Reproduce the records below word for word, leaving out the pictures.

--*--

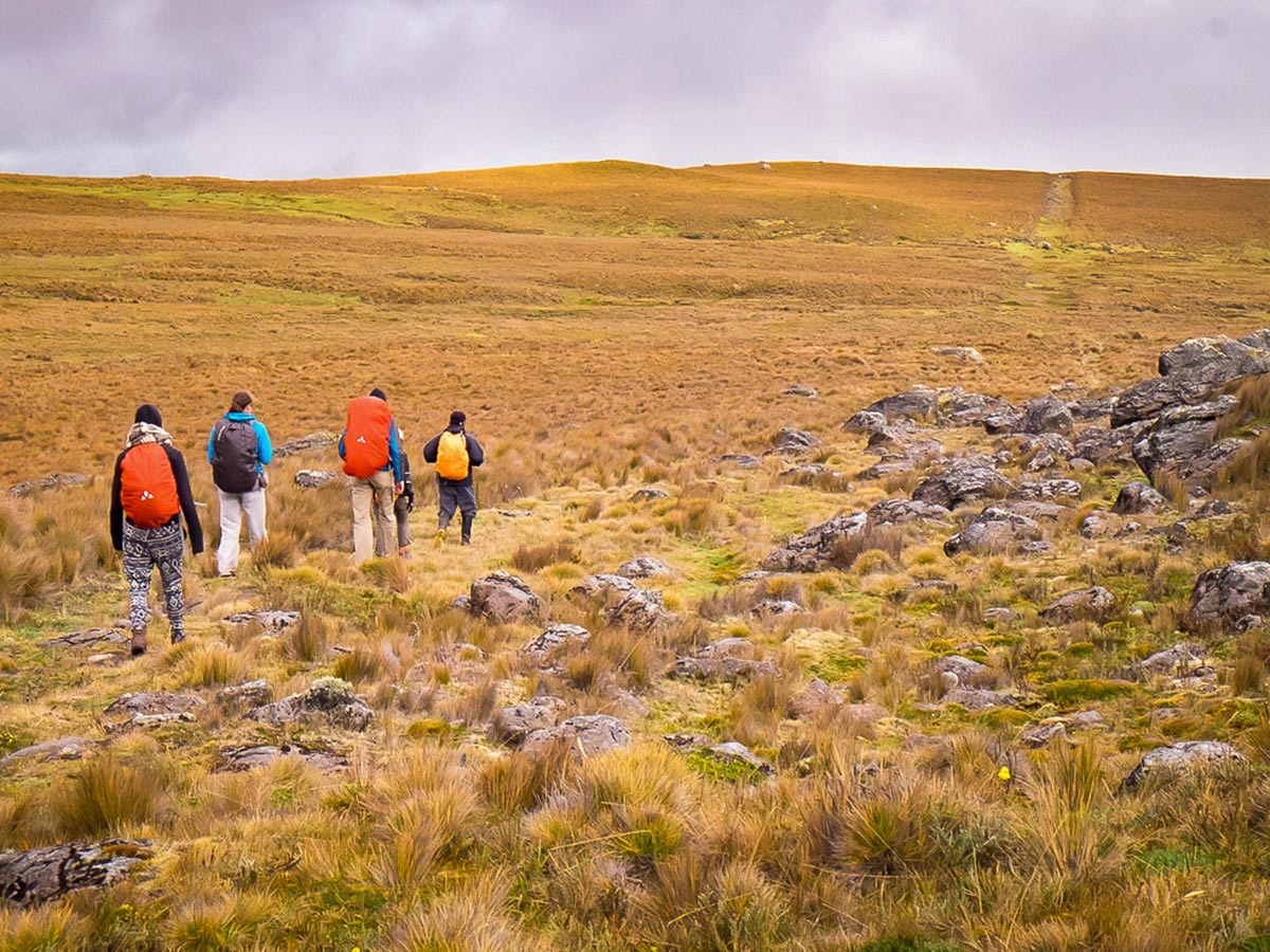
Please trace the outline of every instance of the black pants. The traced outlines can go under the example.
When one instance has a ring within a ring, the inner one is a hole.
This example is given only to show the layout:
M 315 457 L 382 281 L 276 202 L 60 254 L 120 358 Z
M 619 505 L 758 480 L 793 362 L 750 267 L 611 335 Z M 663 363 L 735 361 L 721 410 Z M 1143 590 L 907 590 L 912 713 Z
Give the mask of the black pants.
M 444 531 L 455 518 L 455 509 L 464 517 L 464 542 L 471 542 L 472 520 L 476 518 L 476 489 L 470 484 L 437 480 L 437 501 L 441 512 L 437 528 Z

--*--

(Response to the task)
Please trace the outline of every instance of the black pants. The traced outlines can go under the example.
When one instance has a ring within a ring, the inner one is a hole.
This example is given only to show the layout:
M 315 457 L 382 281 L 276 202 L 60 254 L 120 358 Z
M 619 505 L 758 480 L 793 362 L 750 267 L 611 335 Z M 663 363 L 735 361 L 721 410 Z M 1143 590 L 907 590 L 912 713 Z
Give the mask of the black pants.
M 444 531 L 455 518 L 455 509 L 464 517 L 464 542 L 471 542 L 472 520 L 476 518 L 476 489 L 470 484 L 437 480 L 437 501 L 441 512 L 437 528 Z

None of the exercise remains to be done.